> [Task material]:
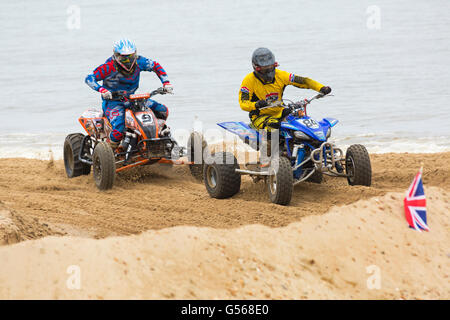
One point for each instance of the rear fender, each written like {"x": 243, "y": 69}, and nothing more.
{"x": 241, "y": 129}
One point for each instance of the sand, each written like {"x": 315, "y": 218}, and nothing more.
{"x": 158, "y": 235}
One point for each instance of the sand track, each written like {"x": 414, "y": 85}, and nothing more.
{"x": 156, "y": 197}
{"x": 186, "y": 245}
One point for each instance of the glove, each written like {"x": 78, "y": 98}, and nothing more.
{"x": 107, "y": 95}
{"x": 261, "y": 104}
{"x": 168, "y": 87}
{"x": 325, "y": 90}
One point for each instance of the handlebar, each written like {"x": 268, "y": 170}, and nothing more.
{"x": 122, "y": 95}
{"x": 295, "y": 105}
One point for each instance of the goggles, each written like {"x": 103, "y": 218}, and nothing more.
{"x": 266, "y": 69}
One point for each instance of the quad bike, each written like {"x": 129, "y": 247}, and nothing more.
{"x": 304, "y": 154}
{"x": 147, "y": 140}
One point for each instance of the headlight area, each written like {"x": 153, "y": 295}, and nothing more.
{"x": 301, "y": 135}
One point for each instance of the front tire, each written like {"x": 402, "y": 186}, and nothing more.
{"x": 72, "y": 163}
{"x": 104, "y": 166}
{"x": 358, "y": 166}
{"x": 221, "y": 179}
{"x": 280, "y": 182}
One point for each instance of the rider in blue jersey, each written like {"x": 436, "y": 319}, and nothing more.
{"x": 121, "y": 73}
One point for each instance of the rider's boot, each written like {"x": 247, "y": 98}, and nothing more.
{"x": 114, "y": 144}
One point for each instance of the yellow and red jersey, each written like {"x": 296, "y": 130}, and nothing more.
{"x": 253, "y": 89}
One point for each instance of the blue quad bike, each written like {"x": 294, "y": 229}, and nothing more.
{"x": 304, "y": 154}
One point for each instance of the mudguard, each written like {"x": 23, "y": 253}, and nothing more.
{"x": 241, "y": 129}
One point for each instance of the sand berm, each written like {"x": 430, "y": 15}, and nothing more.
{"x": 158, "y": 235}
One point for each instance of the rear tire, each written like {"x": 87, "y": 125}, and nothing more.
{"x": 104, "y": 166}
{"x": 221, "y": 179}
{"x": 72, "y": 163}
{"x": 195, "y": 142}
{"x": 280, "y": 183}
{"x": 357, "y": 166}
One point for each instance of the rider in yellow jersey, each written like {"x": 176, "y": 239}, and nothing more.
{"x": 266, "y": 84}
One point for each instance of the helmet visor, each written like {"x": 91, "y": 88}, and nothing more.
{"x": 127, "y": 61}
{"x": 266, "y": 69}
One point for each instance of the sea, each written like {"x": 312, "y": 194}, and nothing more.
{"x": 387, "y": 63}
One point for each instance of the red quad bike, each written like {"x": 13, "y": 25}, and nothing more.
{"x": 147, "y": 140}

> [Instruction]:
Retype the records exactly. Any image in them should not appear in what you write.

> [Exercise output]:
One point for each instance of the rear fender, each written like {"x": 243, "y": 69}, and nothing more.
{"x": 241, "y": 129}
One point for each instance of the sand, each written like {"x": 315, "y": 218}, and nothing more.
{"x": 158, "y": 235}
One point for each instance of the sand track, each written like {"x": 414, "y": 85}, and nothing more.
{"x": 156, "y": 197}
{"x": 186, "y": 245}
One point for each instance of the glove, each written like {"x": 78, "y": 98}, and nothing more.
{"x": 107, "y": 95}
{"x": 261, "y": 104}
{"x": 168, "y": 87}
{"x": 325, "y": 90}
One point for each instance of the handlebar, each written like {"x": 268, "y": 170}, and nothing more.
{"x": 122, "y": 95}
{"x": 295, "y": 105}
One point for each instance of the goggles, each written like {"x": 103, "y": 218}, and nothing more.
{"x": 266, "y": 69}
One point for each instance of the quad bike, each written like {"x": 129, "y": 247}, and nothing more.
{"x": 304, "y": 154}
{"x": 147, "y": 140}
One point for each instance of the headlight area, each written like {"x": 153, "y": 295}, and nothing more.
{"x": 301, "y": 135}
One point for each instance of the front tire, each written like {"x": 402, "y": 186}, and nothing more.
{"x": 72, "y": 163}
{"x": 104, "y": 166}
{"x": 358, "y": 166}
{"x": 221, "y": 179}
{"x": 280, "y": 182}
One point for each instance of the rider in blue jersey, each written like {"x": 436, "y": 319}, and nothing more.
{"x": 121, "y": 73}
One point for each instance of the rider's boot, each written like {"x": 247, "y": 98}, and nothing more.
{"x": 114, "y": 144}
One point for each instance of the yellow and red jersey, each written like {"x": 296, "y": 130}, and nothing more.
{"x": 253, "y": 89}
One point for each instance of the blue quad bike, each written like {"x": 294, "y": 229}, and nothing more.
{"x": 304, "y": 154}
One point for each instance of the mudguard, each written like {"x": 23, "y": 253}, and nothing more.
{"x": 241, "y": 129}
One point for each instance of the sand berm, each written like {"x": 430, "y": 15}, and nothing more.
{"x": 158, "y": 235}
One point for each instance of the rear tire, each written like {"x": 87, "y": 125}, and nothing more.
{"x": 104, "y": 166}
{"x": 221, "y": 179}
{"x": 72, "y": 163}
{"x": 195, "y": 142}
{"x": 280, "y": 183}
{"x": 357, "y": 166}
One point for each instance of the rider in yellow jersey, each written like {"x": 176, "y": 239}, and nothing more.
{"x": 266, "y": 84}
One point for each instance of the helmet visor, each written like {"x": 91, "y": 88}, and nothing more.
{"x": 127, "y": 61}
{"x": 266, "y": 69}
One point for each instance of the sea, each written like {"x": 312, "y": 194}, and nothing more.
{"x": 387, "y": 63}
One point for each instance of the red quad bike, each written like {"x": 13, "y": 25}, and nothing more.
{"x": 147, "y": 140}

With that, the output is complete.